- _Input data_:
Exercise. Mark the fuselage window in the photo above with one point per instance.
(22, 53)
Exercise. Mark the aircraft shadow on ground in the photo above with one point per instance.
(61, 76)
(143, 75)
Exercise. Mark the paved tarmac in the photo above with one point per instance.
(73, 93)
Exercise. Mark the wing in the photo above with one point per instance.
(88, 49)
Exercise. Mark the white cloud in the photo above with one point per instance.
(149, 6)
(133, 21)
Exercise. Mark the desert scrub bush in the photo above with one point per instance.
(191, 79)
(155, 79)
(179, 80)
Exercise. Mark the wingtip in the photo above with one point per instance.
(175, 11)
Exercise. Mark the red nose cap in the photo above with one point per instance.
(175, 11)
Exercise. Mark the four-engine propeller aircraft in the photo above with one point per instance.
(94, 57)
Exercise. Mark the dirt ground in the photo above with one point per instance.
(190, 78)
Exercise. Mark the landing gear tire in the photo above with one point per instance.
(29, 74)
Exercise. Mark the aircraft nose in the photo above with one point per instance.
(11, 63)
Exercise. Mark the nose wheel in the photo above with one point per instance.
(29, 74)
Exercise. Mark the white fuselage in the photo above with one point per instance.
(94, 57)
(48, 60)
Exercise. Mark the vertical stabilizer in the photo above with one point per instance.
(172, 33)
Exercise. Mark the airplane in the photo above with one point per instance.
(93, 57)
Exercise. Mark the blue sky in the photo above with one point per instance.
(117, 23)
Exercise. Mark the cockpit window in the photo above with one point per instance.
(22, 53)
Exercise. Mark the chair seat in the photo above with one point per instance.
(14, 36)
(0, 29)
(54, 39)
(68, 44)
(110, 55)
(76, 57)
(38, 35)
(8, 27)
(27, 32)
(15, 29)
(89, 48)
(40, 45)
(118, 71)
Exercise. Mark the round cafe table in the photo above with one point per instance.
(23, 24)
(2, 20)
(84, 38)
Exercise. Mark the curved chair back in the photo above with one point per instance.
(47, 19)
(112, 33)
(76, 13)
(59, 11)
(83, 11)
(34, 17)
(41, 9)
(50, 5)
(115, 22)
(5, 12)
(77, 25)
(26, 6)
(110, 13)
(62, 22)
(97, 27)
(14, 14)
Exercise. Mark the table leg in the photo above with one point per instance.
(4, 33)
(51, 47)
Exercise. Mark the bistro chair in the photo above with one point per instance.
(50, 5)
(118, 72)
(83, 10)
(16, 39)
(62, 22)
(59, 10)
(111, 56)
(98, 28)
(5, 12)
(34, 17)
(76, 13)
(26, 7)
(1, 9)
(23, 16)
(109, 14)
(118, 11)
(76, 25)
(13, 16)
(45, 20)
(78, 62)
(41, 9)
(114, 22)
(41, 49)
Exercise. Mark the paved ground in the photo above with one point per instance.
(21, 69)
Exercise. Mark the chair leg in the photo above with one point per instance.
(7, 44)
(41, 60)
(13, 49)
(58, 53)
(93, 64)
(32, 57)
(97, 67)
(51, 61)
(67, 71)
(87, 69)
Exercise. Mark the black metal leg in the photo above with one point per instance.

- _Task brief_: Reproduce the entries exactly, each one as given.

- _Reply_:
Exercise. Mark the fuselage window in the photo above with one point per instance.
(22, 53)
Exercise. Mark the aircraft shadow on ground in the photo above with one point per instance.
(61, 76)
(143, 75)
Exercise. Mark the paved tarmac in the photo above with one point per instance.
(73, 93)
Exercise. Mark the wing in the photo above with one point per instance.
(88, 49)
Exercise. Mark the white cloud in the photo above with one point per instance.
(149, 6)
(133, 21)
Exercise. Mark the desert scrub bush in the photo above with one point per instance.
(191, 79)
(155, 79)
(179, 80)
Exercise. Mark the wingtip in the photo above with one point per instance.
(175, 11)
Exercise. Mark the red nose cap in the photo above with one point per instance.
(175, 11)
Exercise. Mark the four-engine propeller aircraft in the photo above with one point per instance.
(94, 57)
Exercise. Mark the dirt ground in the photo above with one point per instance.
(190, 78)
Exercise. Mark the landing gear tire in the photo above with one point per instance.
(29, 74)
Exercise. Mark the aircraft nose in the photo above with one point per instance.
(11, 63)
Exercise. Mark the nose wheel in the photo above with one point per instance.
(29, 74)
Exercise. Mark the white fuselage in the photo above with one point per instance.
(94, 57)
(48, 60)
Exercise. Mark the vertical stabilizer in the photo above with one point per instance.
(172, 33)
Exercise. Mark the airplane in the photo above with one point per instance.
(93, 57)
Exercise. Mark the blue sky in the photo above with one point per instance.
(117, 23)
Exercise. Mark the cockpit window in the photo above with one point per instance.
(22, 53)
Exercise. Mark the chair seat in the photo above with one point per instance.
(14, 36)
(0, 29)
(54, 39)
(68, 44)
(110, 55)
(76, 57)
(38, 35)
(8, 27)
(27, 32)
(15, 29)
(89, 48)
(40, 45)
(118, 71)
Exercise. Mark the round cafe table in the photo above with one point per instance.
(23, 24)
(2, 20)
(84, 38)
Exercise. Mark the curved chair back in the photo above with one point per instance.
(47, 19)
(112, 33)
(76, 13)
(59, 11)
(83, 11)
(34, 17)
(41, 9)
(50, 5)
(115, 22)
(5, 12)
(77, 25)
(26, 6)
(110, 13)
(62, 22)
(97, 27)
(14, 14)
Exercise. Mark the table leg in the photo above with one point per instance.
(4, 33)
(51, 47)
Exercise. Mark the bistro chair in the photo above with one point per instance.
(50, 5)
(118, 72)
(83, 10)
(16, 39)
(62, 22)
(59, 10)
(111, 56)
(98, 28)
(5, 12)
(34, 17)
(76, 13)
(26, 7)
(1, 9)
(23, 16)
(109, 14)
(118, 11)
(76, 25)
(13, 16)
(45, 20)
(78, 62)
(41, 9)
(114, 22)
(41, 49)
Exercise. Mark the paved ground in the photo above with one point per instance.
(21, 69)
Exercise. Mark the chair leg in the photo above with one point per instance.
(7, 44)
(41, 60)
(13, 49)
(58, 53)
(93, 64)
(32, 57)
(97, 67)
(51, 61)
(67, 71)
(87, 69)
Exercise. Mark the black metal leg in the photo above with one point per instance.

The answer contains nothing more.